■ **Task 1**: According to the passage provided, how many girls and women walked out on strike on 5 July 1888?
■ **Task 2**: Duplicate the passage provided starting from the words "The next day, 200" and ending after the words "was agreed to.".

In June 1888, at a meeting of the Fabian Society, members agreed to a proposed boycott of Bryant & May matches in response to the poor factory conditions and mistreatment of workers.

Freethinker and reformer Annie Besant later met with workers outside the factory to learn more, publishing an article, "White Slavery in London" in The Link on 23 June. Although Bryant & May attempted to coerce employees to sign statements rejecting the claims, the workers refused. On 5 July 1888, approximately 1,400 girls and women walked out on strike.

The next day, 200 women marched to Bouverie Street, seeking the support of Annie Besant. Chapman was one of three women who met with Besant, securing her assistance in forming a strike committee. Mary Naulls, Mary Cummings, Sarah Chapman, Alice Francis, Kate Slater, Mary Driscoll, Jane Wakeling, and Eliza Martin were this committee's first members. The women held public meetings, gained sympathetic press coverage, and were able to enlist the support of various MPs. Chapman and the Strike Committee also received help from Toynbee Hall and the London Trades Council, and – following a meeting with Bryant & May management – their list of demands was agreed to.

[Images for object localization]

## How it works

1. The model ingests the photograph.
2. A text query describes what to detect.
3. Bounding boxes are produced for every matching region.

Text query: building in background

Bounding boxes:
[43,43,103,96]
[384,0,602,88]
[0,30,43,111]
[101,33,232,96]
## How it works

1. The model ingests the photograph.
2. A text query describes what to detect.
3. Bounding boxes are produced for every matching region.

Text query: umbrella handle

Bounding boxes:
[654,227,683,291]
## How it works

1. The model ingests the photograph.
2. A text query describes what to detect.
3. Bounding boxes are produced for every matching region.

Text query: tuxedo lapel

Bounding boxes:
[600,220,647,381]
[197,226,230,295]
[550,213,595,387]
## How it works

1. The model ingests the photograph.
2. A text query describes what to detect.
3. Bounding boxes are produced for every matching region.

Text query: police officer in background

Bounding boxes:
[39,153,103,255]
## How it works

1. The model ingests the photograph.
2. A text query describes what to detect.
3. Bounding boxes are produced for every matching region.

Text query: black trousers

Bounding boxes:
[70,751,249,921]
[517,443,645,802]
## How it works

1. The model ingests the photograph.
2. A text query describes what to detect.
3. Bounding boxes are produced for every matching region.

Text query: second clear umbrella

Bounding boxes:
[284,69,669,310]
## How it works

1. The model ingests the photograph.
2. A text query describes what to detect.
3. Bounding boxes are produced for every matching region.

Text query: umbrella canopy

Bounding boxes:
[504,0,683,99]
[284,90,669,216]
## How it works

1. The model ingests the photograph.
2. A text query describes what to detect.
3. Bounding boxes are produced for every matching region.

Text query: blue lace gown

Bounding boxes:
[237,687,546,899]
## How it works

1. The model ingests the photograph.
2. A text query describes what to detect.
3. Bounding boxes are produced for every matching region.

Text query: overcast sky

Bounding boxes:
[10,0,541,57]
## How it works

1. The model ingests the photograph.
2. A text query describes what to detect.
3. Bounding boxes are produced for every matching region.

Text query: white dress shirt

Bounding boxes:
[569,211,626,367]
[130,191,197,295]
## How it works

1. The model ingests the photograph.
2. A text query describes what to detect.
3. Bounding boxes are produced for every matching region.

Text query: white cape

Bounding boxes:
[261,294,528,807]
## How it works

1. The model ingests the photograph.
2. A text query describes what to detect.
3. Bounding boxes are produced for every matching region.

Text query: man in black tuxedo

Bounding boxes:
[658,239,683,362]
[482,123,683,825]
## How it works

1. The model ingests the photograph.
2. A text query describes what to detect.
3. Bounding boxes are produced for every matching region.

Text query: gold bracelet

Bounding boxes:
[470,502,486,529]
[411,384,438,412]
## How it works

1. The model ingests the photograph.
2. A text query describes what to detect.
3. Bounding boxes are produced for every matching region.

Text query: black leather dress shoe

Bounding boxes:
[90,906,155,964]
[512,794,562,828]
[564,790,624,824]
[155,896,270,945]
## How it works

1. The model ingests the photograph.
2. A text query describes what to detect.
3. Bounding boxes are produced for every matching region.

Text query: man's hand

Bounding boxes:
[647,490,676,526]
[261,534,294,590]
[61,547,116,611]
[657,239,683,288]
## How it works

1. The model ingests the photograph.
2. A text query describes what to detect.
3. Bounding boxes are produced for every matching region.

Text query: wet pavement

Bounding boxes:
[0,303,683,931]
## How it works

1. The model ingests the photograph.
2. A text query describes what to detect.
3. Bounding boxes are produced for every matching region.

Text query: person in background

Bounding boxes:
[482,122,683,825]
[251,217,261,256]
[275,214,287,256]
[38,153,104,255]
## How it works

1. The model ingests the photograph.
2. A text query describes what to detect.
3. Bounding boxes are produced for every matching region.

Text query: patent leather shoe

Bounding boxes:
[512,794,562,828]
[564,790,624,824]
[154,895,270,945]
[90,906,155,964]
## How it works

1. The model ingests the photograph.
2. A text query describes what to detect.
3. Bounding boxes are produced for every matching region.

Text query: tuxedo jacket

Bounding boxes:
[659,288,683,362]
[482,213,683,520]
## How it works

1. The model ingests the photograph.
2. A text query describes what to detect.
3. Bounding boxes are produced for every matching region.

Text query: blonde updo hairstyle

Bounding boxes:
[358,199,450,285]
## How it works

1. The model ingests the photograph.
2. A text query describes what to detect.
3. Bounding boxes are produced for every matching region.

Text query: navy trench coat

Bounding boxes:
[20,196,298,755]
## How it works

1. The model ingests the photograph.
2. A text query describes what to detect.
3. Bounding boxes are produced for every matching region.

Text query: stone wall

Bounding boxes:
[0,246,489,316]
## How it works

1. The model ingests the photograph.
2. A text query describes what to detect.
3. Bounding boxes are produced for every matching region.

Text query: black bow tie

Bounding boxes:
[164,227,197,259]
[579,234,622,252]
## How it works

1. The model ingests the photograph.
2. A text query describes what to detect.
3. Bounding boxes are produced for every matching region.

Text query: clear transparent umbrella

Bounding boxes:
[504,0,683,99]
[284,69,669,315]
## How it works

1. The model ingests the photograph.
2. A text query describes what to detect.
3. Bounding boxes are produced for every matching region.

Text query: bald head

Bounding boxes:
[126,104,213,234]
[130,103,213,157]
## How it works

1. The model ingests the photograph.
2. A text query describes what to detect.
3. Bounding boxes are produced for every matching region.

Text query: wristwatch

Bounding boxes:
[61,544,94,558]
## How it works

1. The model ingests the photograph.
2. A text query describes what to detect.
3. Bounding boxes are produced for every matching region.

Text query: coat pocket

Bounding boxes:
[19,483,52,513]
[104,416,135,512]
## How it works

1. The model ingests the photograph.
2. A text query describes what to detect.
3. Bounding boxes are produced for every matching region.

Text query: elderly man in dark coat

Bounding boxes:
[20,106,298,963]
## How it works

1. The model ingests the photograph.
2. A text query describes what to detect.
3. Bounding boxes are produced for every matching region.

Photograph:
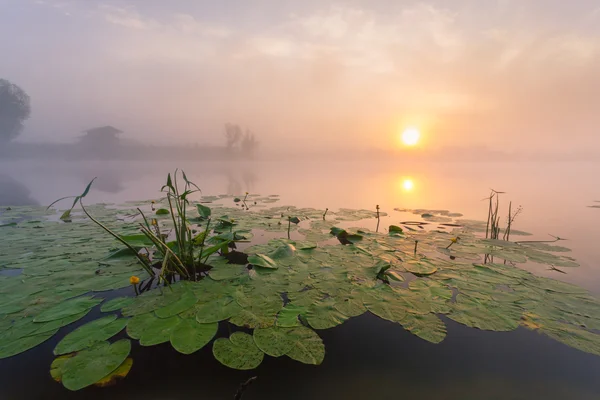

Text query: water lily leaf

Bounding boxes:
[171,319,219,354]
[62,339,131,391]
[269,243,296,260]
[155,291,198,318]
[276,303,308,328]
[362,289,406,323]
[120,233,154,248]
[448,294,522,332]
[0,329,58,360]
[286,326,325,365]
[33,296,102,322]
[208,264,248,281]
[50,354,75,382]
[140,316,181,346]
[306,299,348,329]
[402,261,437,276]
[94,357,133,387]
[213,332,264,370]
[196,297,242,324]
[388,225,404,235]
[294,241,317,250]
[333,295,367,317]
[196,204,212,219]
[127,313,156,339]
[248,254,279,269]
[229,295,283,329]
[400,313,446,344]
[100,297,135,312]
[253,327,296,357]
[54,315,128,356]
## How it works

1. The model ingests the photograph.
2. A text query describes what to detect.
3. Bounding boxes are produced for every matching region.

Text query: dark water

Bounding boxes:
[0,163,600,400]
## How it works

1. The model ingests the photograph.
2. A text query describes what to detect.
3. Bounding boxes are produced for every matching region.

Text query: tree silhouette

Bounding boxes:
[240,129,258,156]
[225,123,242,151]
[0,79,31,143]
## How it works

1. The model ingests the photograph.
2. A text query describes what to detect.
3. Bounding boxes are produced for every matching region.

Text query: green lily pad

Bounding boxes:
[253,327,295,357]
[196,204,212,218]
[34,296,102,322]
[248,254,279,269]
[140,316,181,346]
[171,319,219,354]
[62,339,131,391]
[155,291,198,318]
[196,297,241,324]
[400,313,446,344]
[276,303,308,328]
[0,329,58,359]
[213,332,264,370]
[306,299,348,329]
[54,315,128,355]
[100,297,135,312]
[286,326,325,365]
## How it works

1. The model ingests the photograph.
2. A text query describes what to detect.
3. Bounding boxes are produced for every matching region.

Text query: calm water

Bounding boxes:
[0,161,600,400]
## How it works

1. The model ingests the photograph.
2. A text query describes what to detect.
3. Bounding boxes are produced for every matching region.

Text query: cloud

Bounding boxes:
[98,4,160,30]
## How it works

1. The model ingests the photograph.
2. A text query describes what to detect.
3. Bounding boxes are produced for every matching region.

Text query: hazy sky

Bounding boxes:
[0,0,600,151]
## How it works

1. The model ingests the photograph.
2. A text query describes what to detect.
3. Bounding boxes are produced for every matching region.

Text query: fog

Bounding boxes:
[0,0,600,153]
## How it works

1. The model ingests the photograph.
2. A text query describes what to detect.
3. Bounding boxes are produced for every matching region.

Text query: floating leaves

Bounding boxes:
[170,319,218,354]
[54,315,128,355]
[100,297,134,312]
[286,326,325,365]
[55,339,131,390]
[34,296,102,322]
[0,200,600,390]
[213,332,264,370]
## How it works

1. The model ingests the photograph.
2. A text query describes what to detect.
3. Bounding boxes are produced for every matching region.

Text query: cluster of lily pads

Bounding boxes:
[0,195,600,390]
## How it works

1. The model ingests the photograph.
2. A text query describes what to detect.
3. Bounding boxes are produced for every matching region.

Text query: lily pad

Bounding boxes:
[54,315,128,355]
[248,254,279,269]
[171,319,218,354]
[62,339,131,390]
[253,327,296,357]
[100,297,134,312]
[213,332,264,370]
[286,326,325,365]
[34,296,102,322]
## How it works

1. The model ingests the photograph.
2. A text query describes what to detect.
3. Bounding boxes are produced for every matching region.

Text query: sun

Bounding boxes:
[402,179,415,192]
[402,128,421,146]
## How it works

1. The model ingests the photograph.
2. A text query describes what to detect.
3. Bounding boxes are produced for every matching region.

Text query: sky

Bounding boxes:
[0,0,600,152]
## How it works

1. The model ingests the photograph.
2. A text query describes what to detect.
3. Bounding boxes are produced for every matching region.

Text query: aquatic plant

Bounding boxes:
[0,191,600,390]
[48,170,234,283]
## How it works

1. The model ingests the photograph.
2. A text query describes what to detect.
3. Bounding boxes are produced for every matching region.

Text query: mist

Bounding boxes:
[0,0,600,153]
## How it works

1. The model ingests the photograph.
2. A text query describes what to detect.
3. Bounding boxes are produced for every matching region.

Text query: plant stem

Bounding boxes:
[79,199,154,276]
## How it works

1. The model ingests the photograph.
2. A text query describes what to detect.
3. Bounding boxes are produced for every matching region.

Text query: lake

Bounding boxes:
[0,160,600,400]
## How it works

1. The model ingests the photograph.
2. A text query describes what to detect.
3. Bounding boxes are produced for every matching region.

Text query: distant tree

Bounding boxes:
[0,79,31,143]
[225,123,242,151]
[240,129,258,156]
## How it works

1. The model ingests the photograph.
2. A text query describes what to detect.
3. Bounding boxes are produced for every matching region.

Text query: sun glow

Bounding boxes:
[402,128,421,146]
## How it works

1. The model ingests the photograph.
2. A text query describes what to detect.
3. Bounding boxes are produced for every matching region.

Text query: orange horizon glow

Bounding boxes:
[401,127,421,147]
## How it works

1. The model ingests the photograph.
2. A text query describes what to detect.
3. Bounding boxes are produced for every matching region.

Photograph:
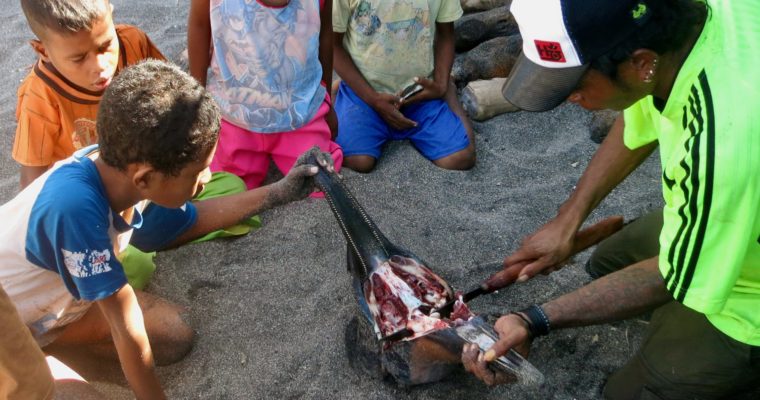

■ **Your response 1**: Approximately 1,400.

■ **Your response 2**:
The next day, 200 women marched to Bouverie Street, seeking the support of Annie Besant. Chapman was one of three women who met with Besant, securing her assistance in forming a strike committee. Mary Naulls, Mary Cummings, Sarah Chapman, Alice Francis, Kate Slater, Mary Driscoll, Jane Wakeling, and Eliza Martin were this committee's first members. The women held public meetings, gained sympathetic press coverage, and were able to enlist the support of various MPs. Chapman and the Strike Committee also received help from Toynbee Hall and the London Trades Council, and – following a meeting with Bryant & May management – their list of demands was agreed to.